Edit the part of the entries that opens with the line containing "# test: point to the sun glare, one" and closes with the line containing "[[192, 33]]", replacing "church spire" with "bell tower" and leaving everything else unchanged. Reproduce only that part, and omit the pictures from your answer.

Source data:
----------------

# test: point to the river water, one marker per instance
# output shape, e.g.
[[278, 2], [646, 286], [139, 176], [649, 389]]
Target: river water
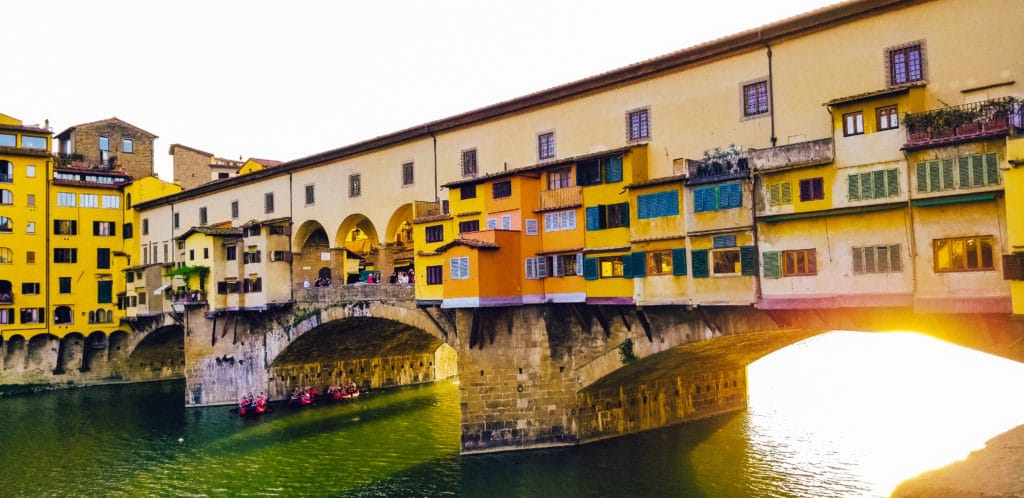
[[815, 426]]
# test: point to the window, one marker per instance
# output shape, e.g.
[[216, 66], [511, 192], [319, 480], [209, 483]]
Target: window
[[963, 254], [873, 184], [657, 204], [755, 98], [812, 190], [713, 198], [65, 226], [638, 124], [779, 194], [887, 118], [103, 258], [610, 266], [502, 190], [559, 220], [66, 199], [853, 124], [978, 170], [599, 217], [559, 178], [546, 146], [469, 162], [354, 184], [66, 255], [434, 233], [906, 64], [434, 275], [877, 259], [408, 176], [33, 142], [104, 229], [459, 267]]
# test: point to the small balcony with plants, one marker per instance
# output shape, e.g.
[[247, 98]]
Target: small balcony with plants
[[996, 117]]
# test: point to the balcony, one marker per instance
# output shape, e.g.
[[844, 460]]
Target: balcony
[[799, 155], [561, 198], [993, 118]]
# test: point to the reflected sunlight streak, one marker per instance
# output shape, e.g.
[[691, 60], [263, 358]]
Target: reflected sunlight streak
[[855, 414]]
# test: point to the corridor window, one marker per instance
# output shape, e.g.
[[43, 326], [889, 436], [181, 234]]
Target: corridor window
[[963, 254]]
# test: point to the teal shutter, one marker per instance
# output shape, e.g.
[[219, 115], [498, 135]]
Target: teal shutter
[[992, 169], [593, 217], [892, 182], [771, 263], [699, 263], [639, 264], [679, 261], [104, 291], [748, 260], [613, 170], [590, 268]]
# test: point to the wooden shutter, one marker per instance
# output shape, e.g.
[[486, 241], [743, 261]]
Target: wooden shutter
[[748, 260], [590, 268], [770, 260], [679, 261], [699, 263]]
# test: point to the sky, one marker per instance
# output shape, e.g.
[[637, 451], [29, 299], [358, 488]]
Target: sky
[[285, 80]]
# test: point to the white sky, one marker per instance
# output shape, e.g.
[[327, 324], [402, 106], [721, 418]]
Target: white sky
[[283, 80]]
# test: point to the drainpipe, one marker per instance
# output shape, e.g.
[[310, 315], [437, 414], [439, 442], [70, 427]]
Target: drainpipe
[[771, 96]]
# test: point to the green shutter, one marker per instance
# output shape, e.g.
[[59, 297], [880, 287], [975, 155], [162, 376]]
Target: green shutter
[[639, 264], [748, 260], [992, 169], [772, 267], [892, 182], [699, 263], [947, 174], [679, 261], [590, 268]]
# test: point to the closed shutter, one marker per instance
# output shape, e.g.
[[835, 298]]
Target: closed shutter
[[699, 262], [590, 268], [770, 260], [748, 260], [639, 264], [679, 261]]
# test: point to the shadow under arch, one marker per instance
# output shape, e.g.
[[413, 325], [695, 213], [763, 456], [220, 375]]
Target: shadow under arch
[[373, 353], [161, 355]]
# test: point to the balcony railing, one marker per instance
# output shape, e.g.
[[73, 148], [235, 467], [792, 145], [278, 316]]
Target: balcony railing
[[561, 198], [957, 123]]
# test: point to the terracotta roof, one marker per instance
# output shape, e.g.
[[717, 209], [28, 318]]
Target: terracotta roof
[[474, 243], [115, 119]]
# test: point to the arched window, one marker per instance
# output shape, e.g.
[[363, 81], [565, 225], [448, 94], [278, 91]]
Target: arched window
[[61, 316]]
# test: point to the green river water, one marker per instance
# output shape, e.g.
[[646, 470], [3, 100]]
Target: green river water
[[798, 438]]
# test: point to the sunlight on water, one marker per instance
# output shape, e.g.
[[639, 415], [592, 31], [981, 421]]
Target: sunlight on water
[[855, 414]]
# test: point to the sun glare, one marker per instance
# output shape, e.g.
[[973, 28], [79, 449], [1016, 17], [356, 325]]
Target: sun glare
[[878, 408]]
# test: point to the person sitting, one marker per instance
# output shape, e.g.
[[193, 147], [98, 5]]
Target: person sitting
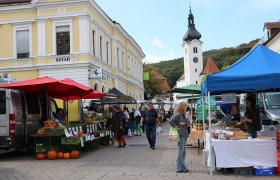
[[59, 115]]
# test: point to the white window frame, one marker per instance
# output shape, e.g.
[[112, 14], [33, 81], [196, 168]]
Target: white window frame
[[101, 46], [108, 51], [123, 60], [95, 46], [22, 28], [129, 62], [57, 23], [118, 57]]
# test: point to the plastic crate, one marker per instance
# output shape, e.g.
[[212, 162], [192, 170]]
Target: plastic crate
[[264, 171], [70, 140], [246, 171], [54, 132], [41, 149], [277, 171]]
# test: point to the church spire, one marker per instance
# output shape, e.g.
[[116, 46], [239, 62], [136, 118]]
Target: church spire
[[192, 33]]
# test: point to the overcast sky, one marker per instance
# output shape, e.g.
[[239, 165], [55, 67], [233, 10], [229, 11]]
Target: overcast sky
[[158, 26]]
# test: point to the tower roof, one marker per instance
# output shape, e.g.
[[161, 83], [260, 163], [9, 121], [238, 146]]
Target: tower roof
[[210, 67], [192, 33]]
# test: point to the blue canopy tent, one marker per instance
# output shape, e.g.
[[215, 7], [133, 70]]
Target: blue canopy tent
[[258, 71]]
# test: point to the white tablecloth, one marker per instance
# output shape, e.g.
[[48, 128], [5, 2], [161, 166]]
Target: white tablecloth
[[244, 153]]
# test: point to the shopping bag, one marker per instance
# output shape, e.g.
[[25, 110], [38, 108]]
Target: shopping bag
[[159, 131], [174, 135]]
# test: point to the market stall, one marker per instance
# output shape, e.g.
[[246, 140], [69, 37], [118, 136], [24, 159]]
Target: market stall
[[258, 71], [55, 139]]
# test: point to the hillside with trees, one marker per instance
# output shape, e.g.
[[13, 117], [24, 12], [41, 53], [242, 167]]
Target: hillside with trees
[[173, 69]]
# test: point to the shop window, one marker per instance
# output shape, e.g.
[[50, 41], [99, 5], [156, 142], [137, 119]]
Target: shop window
[[94, 42], [96, 87], [123, 65], [3, 102], [118, 57], [107, 52], [101, 47], [195, 50], [63, 40], [23, 41], [32, 104]]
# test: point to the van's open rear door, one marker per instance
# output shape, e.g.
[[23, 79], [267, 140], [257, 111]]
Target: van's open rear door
[[3, 113]]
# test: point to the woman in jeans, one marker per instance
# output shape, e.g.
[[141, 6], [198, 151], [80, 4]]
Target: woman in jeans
[[181, 123]]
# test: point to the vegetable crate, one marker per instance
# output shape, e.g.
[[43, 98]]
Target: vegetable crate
[[41, 149], [246, 171], [264, 171], [54, 132], [70, 140]]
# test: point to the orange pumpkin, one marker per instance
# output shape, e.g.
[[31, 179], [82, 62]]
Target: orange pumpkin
[[60, 155], [66, 155], [41, 156], [52, 155], [75, 154]]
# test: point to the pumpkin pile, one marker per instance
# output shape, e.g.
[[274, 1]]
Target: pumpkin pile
[[41, 132], [41, 156], [50, 124], [52, 155]]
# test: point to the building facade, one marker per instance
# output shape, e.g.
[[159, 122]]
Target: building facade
[[69, 39], [193, 59]]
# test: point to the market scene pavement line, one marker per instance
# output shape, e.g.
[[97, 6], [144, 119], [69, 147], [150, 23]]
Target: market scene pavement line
[[135, 161]]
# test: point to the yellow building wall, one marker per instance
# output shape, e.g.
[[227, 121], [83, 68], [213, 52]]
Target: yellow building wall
[[75, 27], [49, 48], [24, 75], [6, 41], [34, 39], [18, 14]]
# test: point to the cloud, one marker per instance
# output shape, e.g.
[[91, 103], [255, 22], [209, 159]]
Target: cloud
[[154, 58], [158, 43]]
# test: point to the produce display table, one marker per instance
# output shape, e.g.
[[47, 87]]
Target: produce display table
[[244, 153], [196, 136]]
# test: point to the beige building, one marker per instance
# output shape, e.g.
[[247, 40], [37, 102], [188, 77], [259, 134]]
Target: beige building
[[68, 39]]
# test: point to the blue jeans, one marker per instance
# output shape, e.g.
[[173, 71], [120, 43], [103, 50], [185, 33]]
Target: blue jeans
[[151, 135], [181, 155]]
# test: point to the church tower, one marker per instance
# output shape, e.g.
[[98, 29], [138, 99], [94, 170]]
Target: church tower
[[193, 60]]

----------------

> _Answer to this problem_:
# test: point to the sun glare, one marker per instance
# output shape, e.g.
[[973, 28], [79, 449], [1016, 17], [356, 325]]
Target: sun glare
[[878, 408]]
# test: point to the person sitting, one marker per instance
# output shape, e.g.
[[193, 147], [98, 5]]
Target: person sitting
[[59, 115]]
# test: point to the white window frame, one marker per instance
# output shape, e.g.
[[112, 14], [33, 81], [196, 168]]
Target: white window frame
[[101, 46], [108, 51], [123, 60], [95, 46], [22, 28], [129, 62], [57, 23], [118, 57]]
# test: point to the plastic crate, one marker per instance
# output shape, e.g.
[[212, 162], [192, 170]]
Target: plastic crate
[[264, 171], [70, 140], [246, 171], [54, 132], [41, 149], [277, 171]]
# test: point to the bell tower, one marker per instance
# output shape, e.g.
[[116, 46], [239, 62], [136, 118]]
Target: bell tower
[[192, 33]]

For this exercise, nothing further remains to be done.